● **所给文本**:
•••
Python App 爬虫:某美食APP 菜谱爬取

美食菜谱爬取

主要功能

多线程爬取美食APP菜谱分类中的菜谱数据,并存到mongoDB

框架

  1. whistle 分析数据包
  2. 夜神安卓模拟器 安装菜谱app
  3. python 编写爬虫代码
  4. vscode 编辑器
  5. mongoDB 存储数据
  6. ROBO 3T mongoDB可视化工具

菜谱APP界面

在这里插入图片描述

一些截图

[外链图片转存失败,源站可能有防盗链机制,建议将图片保存下来直接上传(img-pwC4CFl1-1588402016515)(evernotecid://B320FA25-DFE8-4652-9EC4-604A2A34E511/appyinxiangcom/1540789/ENResource/p3100)]

[外链图片转存失败,源站可能有防盗链机制,建议将图片保存下来直接上传(img-S7CaxaNP-1588402016532)(evernotecid://B320FA25-DFE8-4652-9EC4-604A2A34E511/appyinxiangcom/1540789/ENResource/p3098)]

在这里插入图片描述

代码

spider_menu.py

# spider_menu.py
import requests
import json
from multiprocessing import Queue
from handle_mongo import mongo_info
from concurrent.futures import ThreadPoolExecutor # 线程池

#创建队列
queue_list = Queue()

# 处理数据请求
def handle_request(url, data):
    header = {
        "client":"4",
        "version":"6962.2",
        "device":"SM-G955N",
        "sdk":"25,7.1.2",
        "channel":"baidu",
        # "resolution":"1600*900",
        # "display-resolution":"1600*900",
        # "dpi":"2.0",
        # "android-id":"784F438E43A20000",
        # "pseudo-id":"864394010787945",
        "brand":"samsung",
        "scale":"2.0",
        "timezone":"28800",
        "language":"zh",
        "cns":"2",
        "carrier":"CMCC",
        "User-Agent":"Mozilla/5.0 (Linux; Android 7.1.2; SM-G955N Build/N2G48H; wv) AppleWebKit/537.36 (KHTML, like Gecko) Version/4.0 Chrome/75.0.3770.143 Mobile Safari/537.36",
        "imei":"864394010787945",
        "terms-accepted":"1",
        "newbie":"1",
        "reach":"10000",
        "Content-Type":"application/x-www-form-urlencoded; charset=utf-8",
        "Accept-Encoding":"gzip",
        "Connection":"Keep-Alive",
        "Host":"api.douguo.net",
        "Content-Length":"147",
    }

    response = requests.post(url=url,headers=header,data=data)
    return response

# 抓取品类列表
def handle_cat():
    url = 'http://api.douguo.net/recipe/flatcatalogs'
    data = {
        "client":"4",
        "_vs":"2305",
    }
    response = handle_request(url,data)
    index_dict = json.loads(response.text)
•••
● **任务目标**: 能否把上面这篇美食APP菜谱爬虫文本中从“return response”到“index_dict = json.loads(response.text)”的部分一字不差地重新打一遍？ 下面这些行与上面的文本没有关系。

● **数据部分**:
•••
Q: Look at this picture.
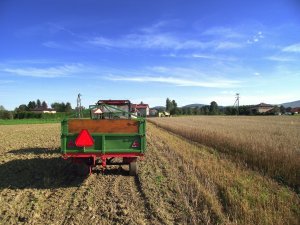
•••
● **答案**:
return response

# 抓取品类列表
def handle_cat():
    url = 'http://api.douguo.net/recipe/flatcatalogs'
    data = {
        "client":"4",
        "_vs":"2305",
    }
    response = handle_request(url,data)
    index_dict = json.loads(response.text)